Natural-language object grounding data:
——————————

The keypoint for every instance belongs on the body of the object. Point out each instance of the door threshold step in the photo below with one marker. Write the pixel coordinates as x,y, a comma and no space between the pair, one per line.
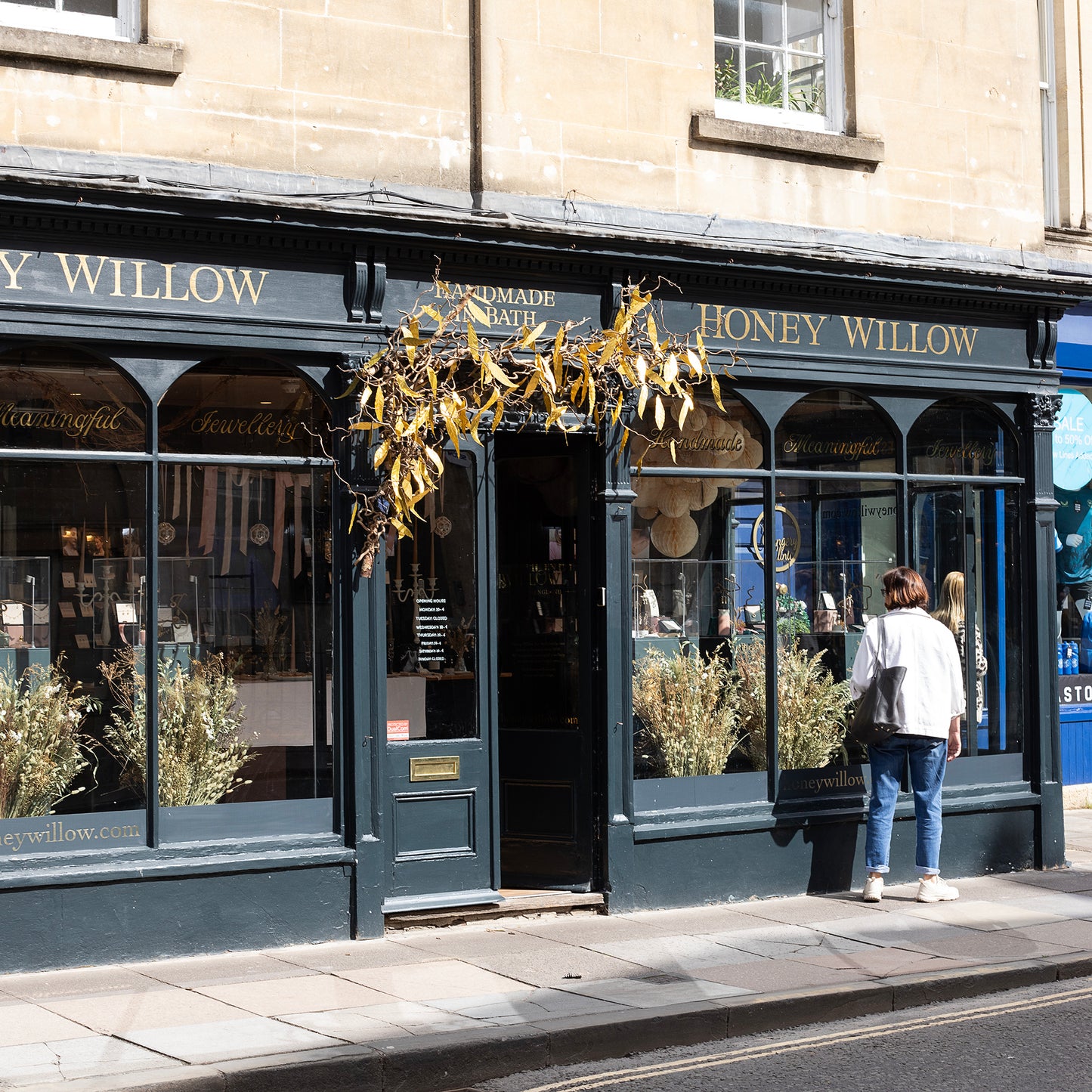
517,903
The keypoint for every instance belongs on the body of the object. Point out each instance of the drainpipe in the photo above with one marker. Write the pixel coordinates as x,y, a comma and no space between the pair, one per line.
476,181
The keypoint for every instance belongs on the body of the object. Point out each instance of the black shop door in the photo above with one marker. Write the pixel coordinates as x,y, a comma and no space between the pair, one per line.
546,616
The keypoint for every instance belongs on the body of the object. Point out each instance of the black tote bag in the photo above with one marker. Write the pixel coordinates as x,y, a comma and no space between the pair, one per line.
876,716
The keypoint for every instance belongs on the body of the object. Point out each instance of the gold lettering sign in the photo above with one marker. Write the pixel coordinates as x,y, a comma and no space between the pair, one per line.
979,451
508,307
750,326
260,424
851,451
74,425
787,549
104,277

——————————

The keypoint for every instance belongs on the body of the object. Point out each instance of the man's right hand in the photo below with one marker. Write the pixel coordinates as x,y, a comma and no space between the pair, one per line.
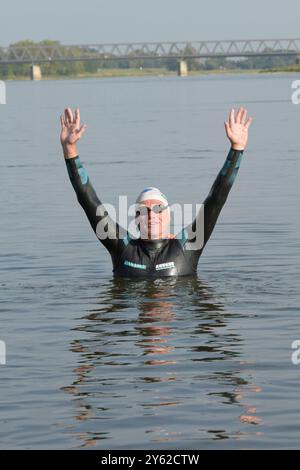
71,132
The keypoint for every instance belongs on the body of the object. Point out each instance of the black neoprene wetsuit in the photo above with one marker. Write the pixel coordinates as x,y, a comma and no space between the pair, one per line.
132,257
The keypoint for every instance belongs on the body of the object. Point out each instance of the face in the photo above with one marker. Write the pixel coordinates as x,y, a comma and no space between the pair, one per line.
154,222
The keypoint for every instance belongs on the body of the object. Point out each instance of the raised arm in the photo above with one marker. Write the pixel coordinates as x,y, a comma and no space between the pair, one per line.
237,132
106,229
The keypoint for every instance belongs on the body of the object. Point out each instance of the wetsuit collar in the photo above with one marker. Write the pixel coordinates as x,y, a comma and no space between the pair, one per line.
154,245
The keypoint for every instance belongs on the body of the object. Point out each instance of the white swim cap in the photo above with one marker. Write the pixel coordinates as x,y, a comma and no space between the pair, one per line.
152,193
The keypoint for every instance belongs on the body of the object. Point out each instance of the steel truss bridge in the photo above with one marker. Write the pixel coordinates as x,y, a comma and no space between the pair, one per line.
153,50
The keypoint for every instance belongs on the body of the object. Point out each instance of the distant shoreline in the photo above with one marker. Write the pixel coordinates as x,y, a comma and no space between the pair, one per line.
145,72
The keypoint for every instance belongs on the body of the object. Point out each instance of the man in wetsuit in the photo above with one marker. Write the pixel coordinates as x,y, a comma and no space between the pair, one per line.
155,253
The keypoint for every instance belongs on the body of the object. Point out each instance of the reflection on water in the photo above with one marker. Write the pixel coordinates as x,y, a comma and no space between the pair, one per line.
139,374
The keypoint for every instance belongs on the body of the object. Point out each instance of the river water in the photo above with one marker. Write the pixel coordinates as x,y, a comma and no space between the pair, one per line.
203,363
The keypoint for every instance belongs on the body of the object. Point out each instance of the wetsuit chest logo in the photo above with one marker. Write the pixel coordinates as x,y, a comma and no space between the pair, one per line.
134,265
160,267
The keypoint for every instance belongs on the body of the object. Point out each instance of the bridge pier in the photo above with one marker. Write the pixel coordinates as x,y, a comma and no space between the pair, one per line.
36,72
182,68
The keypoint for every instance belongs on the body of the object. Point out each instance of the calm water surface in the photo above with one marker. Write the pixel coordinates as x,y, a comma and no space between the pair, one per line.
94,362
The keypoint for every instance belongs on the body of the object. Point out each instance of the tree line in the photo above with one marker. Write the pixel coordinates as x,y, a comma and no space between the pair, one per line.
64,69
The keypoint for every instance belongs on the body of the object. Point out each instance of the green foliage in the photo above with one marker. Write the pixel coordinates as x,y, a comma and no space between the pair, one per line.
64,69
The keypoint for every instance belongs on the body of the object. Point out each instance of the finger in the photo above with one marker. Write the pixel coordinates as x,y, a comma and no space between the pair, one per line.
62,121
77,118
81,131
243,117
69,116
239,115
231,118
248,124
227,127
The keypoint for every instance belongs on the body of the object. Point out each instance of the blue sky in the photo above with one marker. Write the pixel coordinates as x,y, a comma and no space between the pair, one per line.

——————————

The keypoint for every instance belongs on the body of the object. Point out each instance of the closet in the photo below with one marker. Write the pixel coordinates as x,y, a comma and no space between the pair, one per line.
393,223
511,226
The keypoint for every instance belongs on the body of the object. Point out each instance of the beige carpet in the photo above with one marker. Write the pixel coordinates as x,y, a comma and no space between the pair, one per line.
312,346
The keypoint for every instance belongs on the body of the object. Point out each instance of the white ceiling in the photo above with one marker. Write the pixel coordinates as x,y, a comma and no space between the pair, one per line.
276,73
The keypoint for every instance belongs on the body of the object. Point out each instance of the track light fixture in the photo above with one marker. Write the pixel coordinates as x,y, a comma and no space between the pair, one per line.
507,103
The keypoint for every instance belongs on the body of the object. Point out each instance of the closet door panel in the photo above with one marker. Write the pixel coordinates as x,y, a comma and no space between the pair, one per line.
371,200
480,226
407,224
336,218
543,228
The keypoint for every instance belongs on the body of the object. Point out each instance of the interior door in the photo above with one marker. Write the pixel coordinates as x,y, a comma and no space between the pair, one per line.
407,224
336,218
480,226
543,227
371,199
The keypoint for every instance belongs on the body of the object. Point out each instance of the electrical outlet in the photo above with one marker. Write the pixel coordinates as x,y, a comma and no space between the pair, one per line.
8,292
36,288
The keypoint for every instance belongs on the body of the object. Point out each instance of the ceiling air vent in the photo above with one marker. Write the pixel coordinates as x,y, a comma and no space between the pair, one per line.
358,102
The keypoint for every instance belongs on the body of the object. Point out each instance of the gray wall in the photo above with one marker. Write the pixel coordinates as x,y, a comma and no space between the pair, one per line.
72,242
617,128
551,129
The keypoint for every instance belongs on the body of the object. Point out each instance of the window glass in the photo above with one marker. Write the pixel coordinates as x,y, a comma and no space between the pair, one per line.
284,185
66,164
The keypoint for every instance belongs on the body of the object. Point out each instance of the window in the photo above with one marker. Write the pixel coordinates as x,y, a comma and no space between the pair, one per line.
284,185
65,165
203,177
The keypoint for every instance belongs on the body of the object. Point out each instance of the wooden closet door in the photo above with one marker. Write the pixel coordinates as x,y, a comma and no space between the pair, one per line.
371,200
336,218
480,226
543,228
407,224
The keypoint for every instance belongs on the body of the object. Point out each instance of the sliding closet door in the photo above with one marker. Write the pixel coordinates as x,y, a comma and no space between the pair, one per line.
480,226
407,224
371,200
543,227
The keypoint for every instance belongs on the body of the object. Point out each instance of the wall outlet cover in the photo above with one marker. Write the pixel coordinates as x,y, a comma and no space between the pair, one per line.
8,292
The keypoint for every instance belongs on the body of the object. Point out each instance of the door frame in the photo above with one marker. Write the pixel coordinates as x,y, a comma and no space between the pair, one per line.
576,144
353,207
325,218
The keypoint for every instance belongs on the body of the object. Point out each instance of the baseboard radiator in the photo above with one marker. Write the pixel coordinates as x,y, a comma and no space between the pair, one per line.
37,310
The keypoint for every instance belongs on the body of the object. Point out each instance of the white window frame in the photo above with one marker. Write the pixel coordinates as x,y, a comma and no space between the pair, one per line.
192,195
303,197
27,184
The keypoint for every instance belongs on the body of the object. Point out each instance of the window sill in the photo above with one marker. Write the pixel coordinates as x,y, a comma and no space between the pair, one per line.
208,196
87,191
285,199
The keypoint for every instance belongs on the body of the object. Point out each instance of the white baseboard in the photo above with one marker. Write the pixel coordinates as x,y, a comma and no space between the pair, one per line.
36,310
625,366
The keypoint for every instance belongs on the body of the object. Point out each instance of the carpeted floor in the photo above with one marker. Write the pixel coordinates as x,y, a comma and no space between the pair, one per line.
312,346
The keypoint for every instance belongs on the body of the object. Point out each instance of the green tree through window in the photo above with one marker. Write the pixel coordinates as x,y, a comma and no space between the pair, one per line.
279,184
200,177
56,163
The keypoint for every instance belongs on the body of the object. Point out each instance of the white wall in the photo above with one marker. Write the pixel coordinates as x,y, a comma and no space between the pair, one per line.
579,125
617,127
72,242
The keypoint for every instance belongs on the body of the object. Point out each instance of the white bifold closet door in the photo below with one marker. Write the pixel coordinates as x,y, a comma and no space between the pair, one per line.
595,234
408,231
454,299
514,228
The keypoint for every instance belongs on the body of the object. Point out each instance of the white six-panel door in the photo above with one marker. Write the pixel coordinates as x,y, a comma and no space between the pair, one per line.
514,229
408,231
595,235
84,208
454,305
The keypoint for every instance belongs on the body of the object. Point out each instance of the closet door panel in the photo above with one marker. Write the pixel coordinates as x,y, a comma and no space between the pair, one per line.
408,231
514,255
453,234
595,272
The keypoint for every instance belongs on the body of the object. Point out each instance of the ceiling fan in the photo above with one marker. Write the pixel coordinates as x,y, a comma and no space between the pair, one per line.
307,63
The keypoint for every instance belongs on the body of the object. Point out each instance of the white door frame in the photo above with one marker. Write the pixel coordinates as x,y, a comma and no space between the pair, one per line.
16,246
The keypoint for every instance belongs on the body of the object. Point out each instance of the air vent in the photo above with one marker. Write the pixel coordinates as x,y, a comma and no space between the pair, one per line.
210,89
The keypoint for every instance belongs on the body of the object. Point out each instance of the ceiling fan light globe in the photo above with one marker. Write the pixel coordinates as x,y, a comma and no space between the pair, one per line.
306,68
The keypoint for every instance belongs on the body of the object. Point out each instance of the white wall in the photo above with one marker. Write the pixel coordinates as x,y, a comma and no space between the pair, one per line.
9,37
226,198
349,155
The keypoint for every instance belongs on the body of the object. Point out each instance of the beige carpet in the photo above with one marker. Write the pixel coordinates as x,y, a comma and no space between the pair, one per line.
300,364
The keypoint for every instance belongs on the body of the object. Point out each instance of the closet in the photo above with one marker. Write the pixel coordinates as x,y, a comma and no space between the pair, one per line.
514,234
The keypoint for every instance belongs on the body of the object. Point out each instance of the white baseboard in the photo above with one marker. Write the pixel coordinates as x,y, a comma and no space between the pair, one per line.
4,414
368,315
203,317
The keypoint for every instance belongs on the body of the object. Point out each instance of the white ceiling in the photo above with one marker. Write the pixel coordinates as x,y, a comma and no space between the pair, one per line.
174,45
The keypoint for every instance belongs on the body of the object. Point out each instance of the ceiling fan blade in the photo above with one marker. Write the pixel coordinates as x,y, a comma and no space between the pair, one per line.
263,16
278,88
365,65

——————————

YOUR ASSIGNMENT. Starting at the line above that holds "of the finger" and ending at the line that holds "of the blue", transcribe each line exactly and include no other lines.

OUTPUT FOR THIS TASK.
The keypoint for every instance belongs on the body of the object. Point out each instance of the finger in the photo above with one marker. Write the pixel coordinates as x,y, a comma and no space between the pair, one per line.
62,121
77,118
81,131
243,117
69,116
239,115
231,118
248,124
227,127
The keypoint for every instance belongs on the body of the object. Point out each instance of the blue sky in the photo above with one marker. Write the pixel coordinates as x,y, a comma and no space between the pair, one per line.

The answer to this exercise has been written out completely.